New ideas must be accepted, diffused, used, and adapted to new conditions. It would seem that Europe had sufficient knowledge of life contributed by the Orient, by Greek, Roman, and barbarian to go forward; but first must come a period of readjustment of old truth to new environment and the discovery of new truth. For several centuries, in the Dark Ages, the intellectual life of man lay dormant. Then must come a quickening of the spirit before the world could advance. However, in considering human progress, the day of small things must "not be despised." For in the days of confusion and low tide of regression there are being established new modes of life and thought which through right adaptation will flow on into the full tide of progress. Revivals come which gather up and utilize the scattered and confused ideas of life, adapting and utilizing them by setting new standards and imparting new impulses of progress.

**DATASET ROWS**:
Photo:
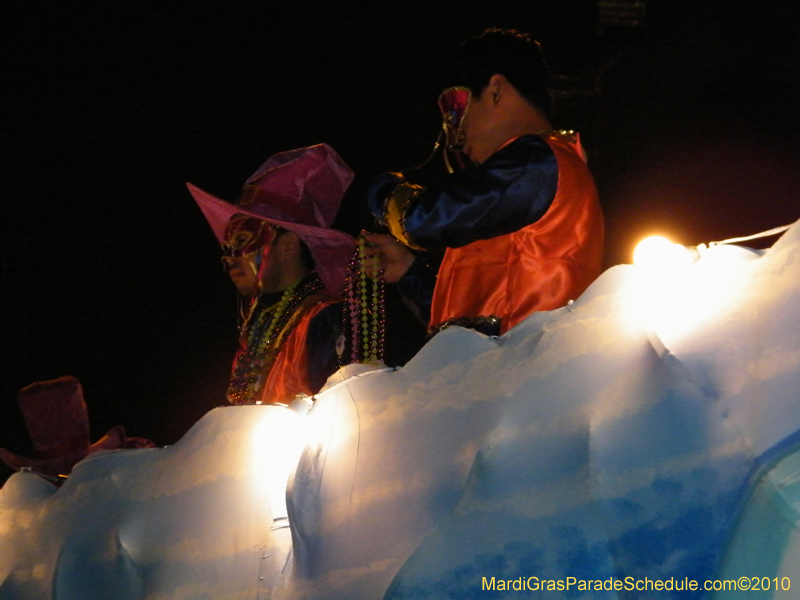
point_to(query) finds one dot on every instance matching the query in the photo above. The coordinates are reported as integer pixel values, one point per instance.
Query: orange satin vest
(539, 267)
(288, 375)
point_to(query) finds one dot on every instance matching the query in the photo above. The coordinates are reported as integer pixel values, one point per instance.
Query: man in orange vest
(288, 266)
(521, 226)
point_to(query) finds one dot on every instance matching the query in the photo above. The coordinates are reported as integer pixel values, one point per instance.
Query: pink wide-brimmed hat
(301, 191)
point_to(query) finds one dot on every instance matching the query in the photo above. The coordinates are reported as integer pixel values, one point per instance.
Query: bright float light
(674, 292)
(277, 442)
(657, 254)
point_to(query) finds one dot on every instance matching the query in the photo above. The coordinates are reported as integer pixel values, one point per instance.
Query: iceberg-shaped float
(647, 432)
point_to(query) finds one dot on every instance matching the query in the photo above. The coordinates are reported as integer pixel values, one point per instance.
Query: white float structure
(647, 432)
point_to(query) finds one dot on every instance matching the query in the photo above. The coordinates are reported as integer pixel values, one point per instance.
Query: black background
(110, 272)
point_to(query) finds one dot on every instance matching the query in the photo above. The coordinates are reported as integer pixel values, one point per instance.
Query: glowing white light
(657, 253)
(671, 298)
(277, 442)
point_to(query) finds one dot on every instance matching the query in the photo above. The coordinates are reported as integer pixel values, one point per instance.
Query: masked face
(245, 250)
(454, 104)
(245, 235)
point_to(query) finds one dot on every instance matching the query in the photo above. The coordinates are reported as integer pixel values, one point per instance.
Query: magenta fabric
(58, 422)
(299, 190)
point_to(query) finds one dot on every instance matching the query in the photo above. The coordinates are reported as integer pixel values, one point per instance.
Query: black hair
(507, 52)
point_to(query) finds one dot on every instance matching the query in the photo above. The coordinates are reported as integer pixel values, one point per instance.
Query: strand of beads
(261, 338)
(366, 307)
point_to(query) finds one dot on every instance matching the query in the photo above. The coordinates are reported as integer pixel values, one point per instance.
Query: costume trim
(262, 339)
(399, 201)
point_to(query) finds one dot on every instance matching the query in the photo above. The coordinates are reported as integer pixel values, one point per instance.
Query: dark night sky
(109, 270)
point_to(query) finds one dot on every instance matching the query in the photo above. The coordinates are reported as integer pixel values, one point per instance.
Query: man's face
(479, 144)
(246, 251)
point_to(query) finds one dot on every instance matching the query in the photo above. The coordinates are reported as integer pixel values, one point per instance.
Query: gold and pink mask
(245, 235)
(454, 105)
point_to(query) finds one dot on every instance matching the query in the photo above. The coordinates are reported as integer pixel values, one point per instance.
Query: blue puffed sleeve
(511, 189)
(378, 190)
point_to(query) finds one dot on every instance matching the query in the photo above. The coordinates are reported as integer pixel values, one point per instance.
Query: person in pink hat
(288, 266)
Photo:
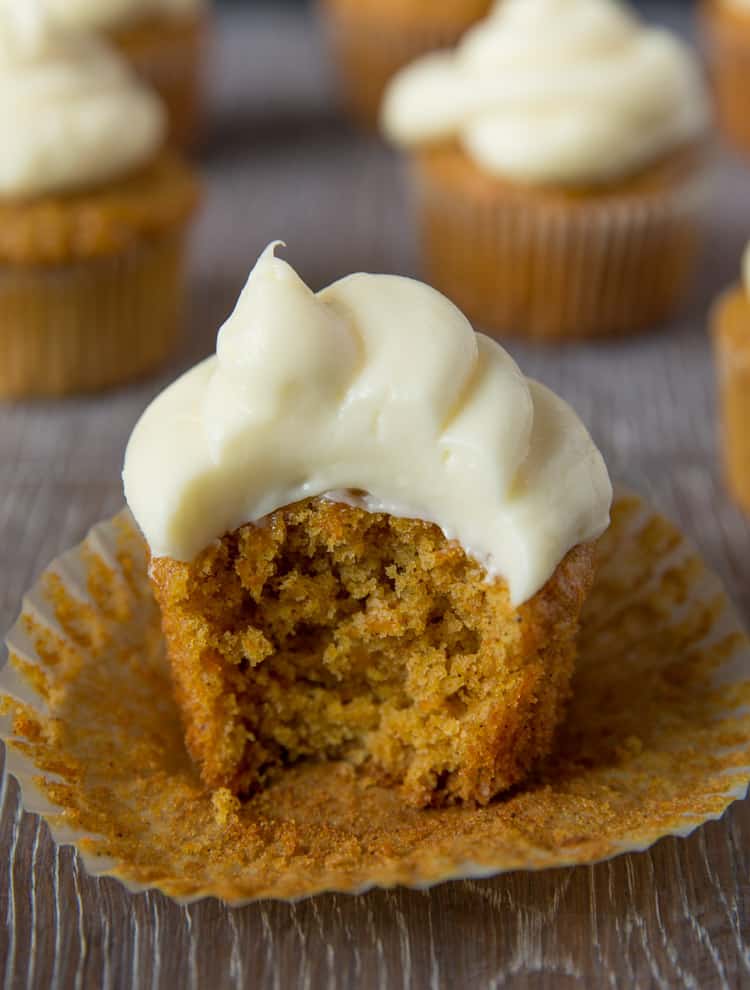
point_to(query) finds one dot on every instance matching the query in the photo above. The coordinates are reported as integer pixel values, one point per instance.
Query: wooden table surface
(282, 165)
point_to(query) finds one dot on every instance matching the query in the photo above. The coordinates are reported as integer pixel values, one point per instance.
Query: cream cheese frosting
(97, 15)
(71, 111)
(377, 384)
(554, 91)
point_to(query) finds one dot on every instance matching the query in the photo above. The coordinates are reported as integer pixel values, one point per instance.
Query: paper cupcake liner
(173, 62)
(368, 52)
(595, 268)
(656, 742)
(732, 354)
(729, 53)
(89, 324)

**REQUIREMENTS**:
a. In the passage on Europe's intellectual revival, what lay dormant for several centuries during the Dark Ages?
b. Pick up the passage on Europe's intellectual revival after its final sentence and carry it forward.

**FINAL ANSWERS**:
a. The intellectual life of man.

b.
The Revival of Progress Throughout Europe. – Human society, as a world of ideas, is a continuous quantity, and therefore it is difficult to mark off any definite period of time to show social causation. Roughly speaking, the period from the beginning of the eighth century to the close of the fifteenth is a period of intellectual ferment, the climax of which extended from the eleventh to the close of the fifteenth century. It was in this period that the forces were gathering in preparation for the achievements of the modern era of progress. There was one general movement, an awakening along the whole line of human endeavor in the process of transition from the old world to the new. It was a revival of art, language, literature, philosophy, theology, politics, law, trade, commerce, and the additions of invention and discovery. It was the period of establishing schools and laying the foundation of universities. In this there was a more or less continuous progress of the freedom of the mind, which permitted reflective thought, which subsequently led on to the religious reformation that permitted freedom of belief, and the French Revolution, which permitted freedom of political action. It was the rediscovery of the human mind, a quickening of intellectual liberty, a desire of alert minds for something new. It was a call for humanity to move forward.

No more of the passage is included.